Saved entries
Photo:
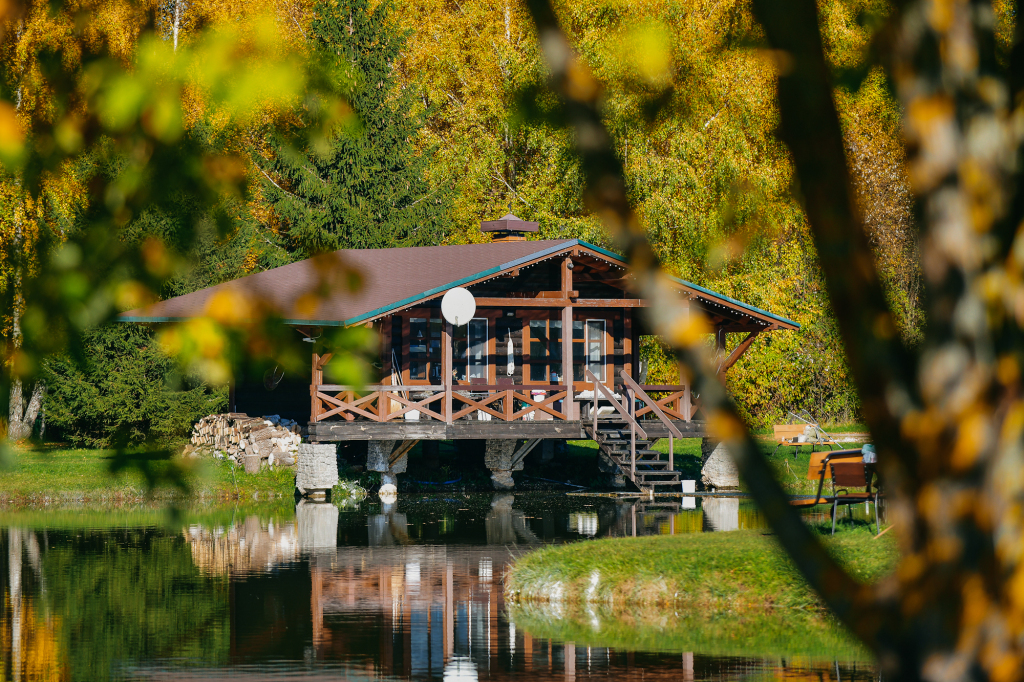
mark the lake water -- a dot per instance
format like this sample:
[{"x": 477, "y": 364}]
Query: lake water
[{"x": 411, "y": 591}]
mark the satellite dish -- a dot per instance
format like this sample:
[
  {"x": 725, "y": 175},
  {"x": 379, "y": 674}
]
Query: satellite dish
[{"x": 458, "y": 306}]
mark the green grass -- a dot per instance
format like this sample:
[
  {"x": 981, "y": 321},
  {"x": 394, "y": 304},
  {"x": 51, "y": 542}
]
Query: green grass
[
  {"x": 805, "y": 634},
  {"x": 736, "y": 571},
  {"x": 722, "y": 594},
  {"x": 62, "y": 475}
]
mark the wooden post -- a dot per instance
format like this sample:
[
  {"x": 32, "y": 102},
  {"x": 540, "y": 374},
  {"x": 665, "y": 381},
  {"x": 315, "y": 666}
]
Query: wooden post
[
  {"x": 446, "y": 370},
  {"x": 633, "y": 435},
  {"x": 687, "y": 405},
  {"x": 570, "y": 411},
  {"x": 314, "y": 382}
]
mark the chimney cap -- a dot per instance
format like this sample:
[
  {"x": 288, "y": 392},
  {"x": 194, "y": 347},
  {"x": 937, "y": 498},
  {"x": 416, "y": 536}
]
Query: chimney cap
[{"x": 509, "y": 223}]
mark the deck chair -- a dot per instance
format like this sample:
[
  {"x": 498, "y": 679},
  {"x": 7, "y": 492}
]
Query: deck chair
[
  {"x": 818, "y": 468},
  {"x": 847, "y": 475}
]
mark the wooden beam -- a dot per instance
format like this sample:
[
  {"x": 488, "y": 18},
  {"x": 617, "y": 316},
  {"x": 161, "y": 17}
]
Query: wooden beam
[
  {"x": 448, "y": 369},
  {"x": 568, "y": 406},
  {"x": 737, "y": 352},
  {"x": 559, "y": 303}
]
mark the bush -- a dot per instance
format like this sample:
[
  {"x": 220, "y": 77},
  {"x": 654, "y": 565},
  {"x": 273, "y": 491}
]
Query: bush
[{"x": 123, "y": 391}]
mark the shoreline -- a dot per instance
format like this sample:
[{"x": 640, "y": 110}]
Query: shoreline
[{"x": 740, "y": 571}]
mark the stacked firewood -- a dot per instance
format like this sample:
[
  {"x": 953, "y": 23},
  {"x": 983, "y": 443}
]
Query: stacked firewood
[{"x": 248, "y": 440}]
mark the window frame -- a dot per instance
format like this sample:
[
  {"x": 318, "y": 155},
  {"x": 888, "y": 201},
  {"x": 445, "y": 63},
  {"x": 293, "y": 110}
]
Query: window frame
[{"x": 527, "y": 345}]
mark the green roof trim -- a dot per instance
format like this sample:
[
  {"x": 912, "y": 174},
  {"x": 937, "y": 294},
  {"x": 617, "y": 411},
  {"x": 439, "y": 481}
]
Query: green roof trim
[
  {"x": 384, "y": 309},
  {"x": 410, "y": 300},
  {"x": 702, "y": 290}
]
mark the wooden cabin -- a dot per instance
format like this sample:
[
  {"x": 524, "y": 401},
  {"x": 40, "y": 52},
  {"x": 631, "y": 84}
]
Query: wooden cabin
[{"x": 550, "y": 314}]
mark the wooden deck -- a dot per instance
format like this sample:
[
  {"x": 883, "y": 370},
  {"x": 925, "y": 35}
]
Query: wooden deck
[
  {"x": 332, "y": 431},
  {"x": 456, "y": 413}
]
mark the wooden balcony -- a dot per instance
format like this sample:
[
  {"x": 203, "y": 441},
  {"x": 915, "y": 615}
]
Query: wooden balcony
[{"x": 442, "y": 413}]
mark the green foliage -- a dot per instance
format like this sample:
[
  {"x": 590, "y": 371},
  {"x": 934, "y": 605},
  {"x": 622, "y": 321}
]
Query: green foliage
[
  {"x": 125, "y": 391},
  {"x": 365, "y": 185}
]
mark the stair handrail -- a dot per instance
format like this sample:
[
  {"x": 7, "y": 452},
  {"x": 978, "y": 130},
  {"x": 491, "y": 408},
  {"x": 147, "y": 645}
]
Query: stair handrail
[
  {"x": 608, "y": 395},
  {"x": 650, "y": 402}
]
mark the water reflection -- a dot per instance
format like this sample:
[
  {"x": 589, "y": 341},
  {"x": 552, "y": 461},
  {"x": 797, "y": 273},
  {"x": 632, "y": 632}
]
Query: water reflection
[{"x": 410, "y": 590}]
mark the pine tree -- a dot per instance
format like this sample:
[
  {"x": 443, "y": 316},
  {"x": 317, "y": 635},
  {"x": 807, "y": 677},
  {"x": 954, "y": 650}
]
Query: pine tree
[{"x": 367, "y": 186}]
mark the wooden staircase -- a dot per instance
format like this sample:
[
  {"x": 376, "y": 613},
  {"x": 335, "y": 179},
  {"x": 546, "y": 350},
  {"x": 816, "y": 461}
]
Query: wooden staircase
[
  {"x": 612, "y": 437},
  {"x": 624, "y": 440}
]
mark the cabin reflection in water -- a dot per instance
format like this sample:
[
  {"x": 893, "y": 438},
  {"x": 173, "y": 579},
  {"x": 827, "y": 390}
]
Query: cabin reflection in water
[{"x": 396, "y": 608}]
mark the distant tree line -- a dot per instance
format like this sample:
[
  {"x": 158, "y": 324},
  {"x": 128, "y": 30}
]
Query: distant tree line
[{"x": 442, "y": 123}]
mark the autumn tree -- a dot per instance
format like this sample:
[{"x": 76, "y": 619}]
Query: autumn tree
[
  {"x": 945, "y": 416},
  {"x": 365, "y": 185}
]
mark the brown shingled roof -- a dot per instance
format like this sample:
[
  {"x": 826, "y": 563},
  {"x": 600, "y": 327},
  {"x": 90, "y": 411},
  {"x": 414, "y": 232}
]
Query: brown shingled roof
[{"x": 391, "y": 278}]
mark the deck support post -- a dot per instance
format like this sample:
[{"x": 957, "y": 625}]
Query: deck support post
[
  {"x": 446, "y": 370},
  {"x": 499, "y": 457},
  {"x": 389, "y": 458},
  {"x": 570, "y": 409}
]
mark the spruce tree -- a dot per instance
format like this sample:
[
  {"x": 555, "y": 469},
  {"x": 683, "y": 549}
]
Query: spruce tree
[{"x": 367, "y": 186}]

Directions: Please give back the data above word for word, with no pictures included.

Completed exercise:
Photo:
mark the lake water -- a dot per instance
format like this sample:
[{"x": 477, "y": 364}]
Query: lake water
[{"x": 411, "y": 591}]
mark the satellite dish -- a dot per instance
format like this sample:
[
  {"x": 725, "y": 175},
  {"x": 379, "y": 674}
]
Query: satellite dish
[{"x": 458, "y": 306}]
mark the green grass -- a dot per instance
format like this sample:
[
  {"x": 981, "y": 321},
  {"x": 394, "y": 304},
  {"x": 51, "y": 542}
]
Query: green grass
[
  {"x": 805, "y": 634},
  {"x": 736, "y": 571},
  {"x": 722, "y": 594},
  {"x": 62, "y": 475}
]
mark the wooden post -- a dot per instance
format like this sample:
[
  {"x": 32, "y": 102},
  {"x": 540, "y": 374},
  {"x": 665, "y": 381},
  {"x": 315, "y": 666}
]
Query: wooden post
[
  {"x": 446, "y": 370},
  {"x": 633, "y": 435},
  {"x": 687, "y": 405},
  {"x": 570, "y": 411},
  {"x": 314, "y": 382}
]
mark the chimney cap -- a dot per instance
format like this sample:
[
  {"x": 288, "y": 392},
  {"x": 194, "y": 347},
  {"x": 937, "y": 498},
  {"x": 416, "y": 536}
]
Query: chimney cap
[{"x": 509, "y": 223}]
mark the deck chair -- a dot per instance
format like this sample:
[
  {"x": 498, "y": 679},
  {"x": 7, "y": 492}
]
Query: deck chair
[
  {"x": 818, "y": 468},
  {"x": 847, "y": 475}
]
mark the wooden beam -- a dot per instance
format like this sample:
[
  {"x": 488, "y": 18},
  {"x": 617, "y": 316},
  {"x": 161, "y": 17}
]
Query: wooden beam
[
  {"x": 448, "y": 369},
  {"x": 568, "y": 406},
  {"x": 737, "y": 352},
  {"x": 559, "y": 303}
]
mark the bush -- a dot per instance
format like this sample:
[
  {"x": 220, "y": 77},
  {"x": 654, "y": 565},
  {"x": 273, "y": 491}
]
Query: bush
[{"x": 123, "y": 391}]
mark the shoreline -- a dot per instance
format like this sample:
[{"x": 640, "y": 110}]
Query: shoreline
[{"x": 740, "y": 571}]
mark the stacked firewood -- a dot per instance
format like this sample:
[
  {"x": 953, "y": 23},
  {"x": 983, "y": 443}
]
Query: stacked firewood
[{"x": 248, "y": 440}]
mark the window frame -- a dot per instance
format like this sample:
[
  {"x": 318, "y": 155},
  {"x": 888, "y": 201},
  {"x": 445, "y": 63},
  {"x": 293, "y": 110}
]
Query: window frame
[{"x": 527, "y": 345}]
mark the green roof trim -- a dot per instance
format like this sample:
[
  {"x": 912, "y": 174},
  {"x": 937, "y": 294},
  {"x": 617, "y": 411},
  {"x": 439, "y": 481}
]
Query: green roof trim
[
  {"x": 384, "y": 309},
  {"x": 410, "y": 300},
  {"x": 702, "y": 290}
]
mark the wooden cabin -- a dot per instance
format like this sample:
[
  {"x": 524, "y": 401},
  {"x": 40, "y": 52},
  {"x": 631, "y": 84}
]
Query: wooden cabin
[{"x": 550, "y": 314}]
mark the wooden deck -- a dot per instance
format like this sample:
[
  {"x": 883, "y": 370},
  {"x": 925, "y": 35}
]
Query: wooden deck
[
  {"x": 332, "y": 431},
  {"x": 456, "y": 413}
]
mark the wooden balcony -- a dot per instance
format like this sample:
[
  {"x": 203, "y": 441},
  {"x": 915, "y": 615}
]
Query: wooden balcony
[{"x": 442, "y": 413}]
mark the green foliage -- a dot per instance
format like this sample:
[
  {"x": 590, "y": 371},
  {"x": 934, "y": 605},
  {"x": 622, "y": 321}
]
Query: green foliage
[
  {"x": 125, "y": 391},
  {"x": 365, "y": 185}
]
mark the stair handrail -- a dot per instance
format like this sample:
[
  {"x": 7, "y": 452},
  {"x": 978, "y": 130},
  {"x": 491, "y": 408},
  {"x": 147, "y": 645}
]
Query: stair handrail
[
  {"x": 608, "y": 395},
  {"x": 650, "y": 402}
]
mark the water reflection -- a dot per instance
format like this sample:
[
  {"x": 589, "y": 341},
  {"x": 552, "y": 461},
  {"x": 797, "y": 273},
  {"x": 632, "y": 632}
]
Query: water reflection
[{"x": 410, "y": 590}]
mark the pine tree -- a dot per instance
format like this sample:
[
  {"x": 443, "y": 316},
  {"x": 317, "y": 635},
  {"x": 807, "y": 677},
  {"x": 954, "y": 650}
]
Query: pine tree
[{"x": 367, "y": 186}]
mark the wooden staircase -- a dot per instance
format like this sample:
[
  {"x": 376, "y": 613},
  {"x": 335, "y": 179},
  {"x": 546, "y": 350},
  {"x": 816, "y": 461}
]
Query: wooden staircase
[
  {"x": 612, "y": 437},
  {"x": 624, "y": 440}
]
mark the cabin reflection in water -- a dot per instance
format like this sample:
[
  {"x": 893, "y": 438},
  {"x": 173, "y": 579},
  {"x": 827, "y": 390}
]
Query: cabin reflection in water
[{"x": 396, "y": 608}]
mark the distant tree line -- a dot per instance
format like this sample:
[
  {"x": 158, "y": 324},
  {"x": 128, "y": 30}
]
Query: distant tree line
[{"x": 442, "y": 123}]
mark the autumn tree -- a dot per instance
format like this sample:
[{"x": 76, "y": 619}]
Query: autumn tree
[
  {"x": 945, "y": 416},
  {"x": 365, "y": 185}
]
mark the brown shingled roof -- a dot per instance
format like this sample:
[
  {"x": 826, "y": 563},
  {"x": 600, "y": 327},
  {"x": 90, "y": 411},
  {"x": 414, "y": 232}
]
Query: brown shingled roof
[{"x": 391, "y": 278}]
mark the deck support post -- a dot per instance
format like this sample:
[{"x": 957, "y": 625}]
Query: deck support post
[
  {"x": 446, "y": 370},
  {"x": 499, "y": 457},
  {"x": 389, "y": 458},
  {"x": 570, "y": 409}
]
mark the spruce tree -- a dot per instance
format like this sample:
[
  {"x": 555, "y": 469},
  {"x": 683, "y": 549}
]
Query: spruce tree
[{"x": 367, "y": 186}]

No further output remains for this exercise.